§ **Short exercise**
Locate "Each instance of the charred" in the listing below, then output the line holding it and every line after it, exactly and with nothing else.

===== Information provided

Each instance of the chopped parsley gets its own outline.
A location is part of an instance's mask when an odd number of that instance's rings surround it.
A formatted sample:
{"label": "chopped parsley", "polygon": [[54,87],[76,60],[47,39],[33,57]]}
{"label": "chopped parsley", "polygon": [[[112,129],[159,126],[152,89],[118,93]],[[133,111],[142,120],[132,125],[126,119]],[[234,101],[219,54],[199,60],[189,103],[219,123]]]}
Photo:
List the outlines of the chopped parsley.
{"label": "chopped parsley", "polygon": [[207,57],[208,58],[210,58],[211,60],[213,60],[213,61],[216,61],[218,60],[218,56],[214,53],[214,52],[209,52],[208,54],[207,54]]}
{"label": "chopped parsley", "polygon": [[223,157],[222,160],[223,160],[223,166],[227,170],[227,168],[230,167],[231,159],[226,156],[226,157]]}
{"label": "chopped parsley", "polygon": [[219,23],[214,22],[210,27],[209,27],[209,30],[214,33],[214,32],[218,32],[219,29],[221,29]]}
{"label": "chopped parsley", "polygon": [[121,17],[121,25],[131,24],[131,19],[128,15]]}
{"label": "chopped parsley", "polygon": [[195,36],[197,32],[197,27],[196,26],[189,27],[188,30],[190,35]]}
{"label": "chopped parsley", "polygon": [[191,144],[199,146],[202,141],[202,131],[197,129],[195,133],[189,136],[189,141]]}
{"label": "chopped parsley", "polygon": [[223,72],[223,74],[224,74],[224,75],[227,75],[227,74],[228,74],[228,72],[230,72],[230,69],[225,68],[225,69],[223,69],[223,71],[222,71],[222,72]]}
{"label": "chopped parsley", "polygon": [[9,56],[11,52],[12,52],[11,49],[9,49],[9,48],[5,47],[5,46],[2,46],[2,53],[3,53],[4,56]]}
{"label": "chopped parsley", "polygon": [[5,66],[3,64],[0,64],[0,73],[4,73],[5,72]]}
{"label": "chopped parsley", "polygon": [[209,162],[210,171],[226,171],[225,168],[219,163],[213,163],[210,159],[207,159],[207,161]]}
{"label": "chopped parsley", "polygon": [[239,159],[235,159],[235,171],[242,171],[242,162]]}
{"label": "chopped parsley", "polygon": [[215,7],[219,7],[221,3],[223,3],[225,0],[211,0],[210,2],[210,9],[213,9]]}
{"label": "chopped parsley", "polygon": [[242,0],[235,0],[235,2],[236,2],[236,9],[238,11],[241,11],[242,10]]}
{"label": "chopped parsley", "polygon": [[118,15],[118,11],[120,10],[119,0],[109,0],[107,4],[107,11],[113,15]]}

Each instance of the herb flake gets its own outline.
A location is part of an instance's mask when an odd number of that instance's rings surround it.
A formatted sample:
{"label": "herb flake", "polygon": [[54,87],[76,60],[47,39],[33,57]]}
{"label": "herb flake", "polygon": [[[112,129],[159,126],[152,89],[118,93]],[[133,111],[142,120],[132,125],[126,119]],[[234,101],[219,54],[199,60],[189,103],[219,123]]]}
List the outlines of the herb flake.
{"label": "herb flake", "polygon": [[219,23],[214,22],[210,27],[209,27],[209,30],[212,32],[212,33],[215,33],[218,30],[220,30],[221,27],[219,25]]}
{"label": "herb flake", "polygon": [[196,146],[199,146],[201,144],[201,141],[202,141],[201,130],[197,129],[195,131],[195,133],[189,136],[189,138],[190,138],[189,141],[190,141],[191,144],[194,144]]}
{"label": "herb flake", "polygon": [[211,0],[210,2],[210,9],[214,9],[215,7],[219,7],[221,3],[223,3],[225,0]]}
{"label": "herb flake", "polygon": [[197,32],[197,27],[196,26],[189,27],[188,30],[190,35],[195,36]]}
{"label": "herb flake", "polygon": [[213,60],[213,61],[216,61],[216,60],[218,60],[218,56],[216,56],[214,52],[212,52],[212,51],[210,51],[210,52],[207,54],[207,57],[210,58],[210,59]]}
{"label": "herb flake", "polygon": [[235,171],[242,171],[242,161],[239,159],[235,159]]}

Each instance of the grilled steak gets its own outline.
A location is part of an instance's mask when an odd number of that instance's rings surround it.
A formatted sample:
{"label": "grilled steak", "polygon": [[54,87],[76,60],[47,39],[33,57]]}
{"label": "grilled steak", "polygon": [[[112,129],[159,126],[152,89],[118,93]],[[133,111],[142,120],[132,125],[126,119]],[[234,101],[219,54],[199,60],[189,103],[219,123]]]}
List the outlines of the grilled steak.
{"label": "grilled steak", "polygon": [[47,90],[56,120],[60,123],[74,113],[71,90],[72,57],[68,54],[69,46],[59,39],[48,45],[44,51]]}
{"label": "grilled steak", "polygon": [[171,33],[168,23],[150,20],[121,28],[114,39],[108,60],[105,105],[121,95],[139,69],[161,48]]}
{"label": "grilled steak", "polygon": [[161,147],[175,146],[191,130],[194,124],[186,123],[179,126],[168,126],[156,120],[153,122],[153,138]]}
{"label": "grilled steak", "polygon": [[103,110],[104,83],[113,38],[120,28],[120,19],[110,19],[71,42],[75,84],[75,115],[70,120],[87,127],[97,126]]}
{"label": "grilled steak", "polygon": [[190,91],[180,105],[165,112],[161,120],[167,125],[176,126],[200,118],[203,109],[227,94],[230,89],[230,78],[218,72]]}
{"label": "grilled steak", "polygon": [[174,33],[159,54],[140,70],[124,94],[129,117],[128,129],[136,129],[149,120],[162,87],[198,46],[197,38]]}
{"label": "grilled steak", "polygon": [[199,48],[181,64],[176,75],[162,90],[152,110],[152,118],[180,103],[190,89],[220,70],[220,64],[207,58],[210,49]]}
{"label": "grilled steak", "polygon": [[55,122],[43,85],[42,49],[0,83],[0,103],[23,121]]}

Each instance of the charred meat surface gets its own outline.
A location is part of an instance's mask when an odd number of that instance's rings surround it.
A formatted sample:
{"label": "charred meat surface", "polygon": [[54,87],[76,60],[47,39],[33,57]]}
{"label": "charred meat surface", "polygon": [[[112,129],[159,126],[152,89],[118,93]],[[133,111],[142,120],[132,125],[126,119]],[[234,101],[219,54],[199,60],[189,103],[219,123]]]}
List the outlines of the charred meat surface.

==========

§ **Final result**
Each instance of the charred meat surface gets its own outline.
A location is part of an instance's mask when an odd number of that instance's rings surround it.
A formatted sample:
{"label": "charred meat surface", "polygon": [[54,87],[76,60],[47,39],[33,57]]}
{"label": "charred meat surface", "polygon": [[[112,129],[159,126],[152,89],[118,93]],[[133,111],[142,120],[132,125],[126,119]],[[234,101],[219,54],[199,60],[189,103],[219,123]]]}
List the outlines of the charred meat surface.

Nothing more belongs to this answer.